▶ WHAT THE TASK ASKS
Your task is to copy every line of this material exactly.
━━ ENTRIES SHOWN ━━
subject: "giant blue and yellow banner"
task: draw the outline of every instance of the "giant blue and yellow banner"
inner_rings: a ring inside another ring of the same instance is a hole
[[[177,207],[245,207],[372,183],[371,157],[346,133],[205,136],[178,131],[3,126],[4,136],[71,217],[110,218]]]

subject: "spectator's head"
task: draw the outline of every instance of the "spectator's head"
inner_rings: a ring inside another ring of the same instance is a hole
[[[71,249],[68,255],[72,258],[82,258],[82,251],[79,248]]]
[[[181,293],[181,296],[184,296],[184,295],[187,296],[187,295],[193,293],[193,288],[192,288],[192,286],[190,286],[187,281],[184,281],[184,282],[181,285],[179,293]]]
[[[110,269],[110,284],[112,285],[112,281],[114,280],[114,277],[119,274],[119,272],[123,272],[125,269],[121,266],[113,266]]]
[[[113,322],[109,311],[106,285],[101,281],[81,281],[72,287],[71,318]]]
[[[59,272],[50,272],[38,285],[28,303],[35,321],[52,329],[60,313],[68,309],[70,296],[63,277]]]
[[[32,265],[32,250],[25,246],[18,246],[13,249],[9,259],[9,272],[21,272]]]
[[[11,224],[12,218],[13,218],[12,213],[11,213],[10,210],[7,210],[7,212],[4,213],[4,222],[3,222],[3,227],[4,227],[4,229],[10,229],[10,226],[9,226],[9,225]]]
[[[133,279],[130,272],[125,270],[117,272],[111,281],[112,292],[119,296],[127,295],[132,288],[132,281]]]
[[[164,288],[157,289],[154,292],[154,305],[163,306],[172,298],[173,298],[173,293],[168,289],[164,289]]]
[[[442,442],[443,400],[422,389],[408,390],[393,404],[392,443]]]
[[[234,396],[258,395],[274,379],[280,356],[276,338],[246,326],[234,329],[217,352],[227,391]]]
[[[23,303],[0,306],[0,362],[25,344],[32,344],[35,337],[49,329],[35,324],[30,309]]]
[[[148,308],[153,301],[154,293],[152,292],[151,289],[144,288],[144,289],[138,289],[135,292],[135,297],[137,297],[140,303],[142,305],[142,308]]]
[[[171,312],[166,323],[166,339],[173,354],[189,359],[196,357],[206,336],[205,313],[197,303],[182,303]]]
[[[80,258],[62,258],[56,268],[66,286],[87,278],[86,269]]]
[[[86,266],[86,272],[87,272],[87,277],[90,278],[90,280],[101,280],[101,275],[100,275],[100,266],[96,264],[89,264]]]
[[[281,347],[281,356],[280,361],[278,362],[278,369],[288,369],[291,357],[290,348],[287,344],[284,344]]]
━━━
▶ THE SOLUTION
subject: "giant blue and yellow banner"
task: draw the outline of every instance of the "giant blue and yellow banner"
inner_rings: a ring inside another ring of the same instance is a hole
[[[177,207],[245,207],[372,183],[371,157],[346,133],[205,136],[178,131],[3,126],[4,136],[71,217],[110,218]]]

subject: "spectator's head"
task: draw the outline of every instance of the "spectator's head"
inner_rings: a ring inside another ring of the same instance is a hole
[[[71,249],[68,255],[72,258],[82,258],[82,251],[79,248]]]
[[[181,293],[181,296],[184,296],[184,295],[187,296],[187,295],[193,293],[193,288],[192,288],[192,286],[190,286],[187,281],[184,281],[184,282],[181,285],[179,293]]]
[[[110,269],[110,284],[112,285],[112,281],[114,280],[114,277],[119,274],[119,272],[123,272],[125,269],[121,266],[113,266]]]
[[[113,322],[109,311],[106,285],[101,281],[81,281],[72,287],[71,318]]]
[[[59,272],[50,272],[38,285],[28,303],[35,321],[52,329],[60,313],[68,309],[70,296],[63,277]]]
[[[32,265],[32,250],[25,246],[18,246],[13,249],[9,259],[9,272],[21,272]]]
[[[11,224],[12,218],[13,218],[12,213],[11,213],[10,210],[7,210],[7,212],[4,213],[4,222],[3,222],[3,227],[4,227],[4,229],[10,229],[10,226],[9,226],[9,225]]]
[[[133,279],[130,272],[125,270],[117,272],[111,281],[112,292],[119,296],[127,295],[132,288],[132,281]]]
[[[164,288],[157,289],[154,292],[154,305],[163,306],[172,298],[173,298],[173,293],[168,289],[164,289]]]
[[[442,442],[443,400],[422,389],[408,390],[393,404],[392,443]]]
[[[234,396],[258,395],[274,379],[280,356],[276,338],[246,326],[234,329],[217,352],[227,391]]]
[[[23,303],[0,306],[0,362],[25,344],[32,344],[35,337],[49,329],[35,324],[30,309]]]
[[[148,308],[153,301],[154,293],[152,292],[151,289],[144,288],[144,289],[138,289],[135,292],[135,297],[137,297],[140,303],[142,305],[142,308]]]
[[[171,312],[166,323],[166,339],[173,354],[189,359],[196,357],[206,336],[205,313],[197,303],[182,303]]]
[[[80,258],[62,258],[56,268],[66,286],[87,278],[86,269]]]
[[[86,266],[86,272],[87,272],[87,277],[90,278],[90,280],[101,280],[101,275],[100,275],[100,266],[96,264],[89,264]]]
[[[281,347],[281,356],[280,361],[278,362],[278,369],[288,369],[291,357],[290,348],[287,344],[284,344]]]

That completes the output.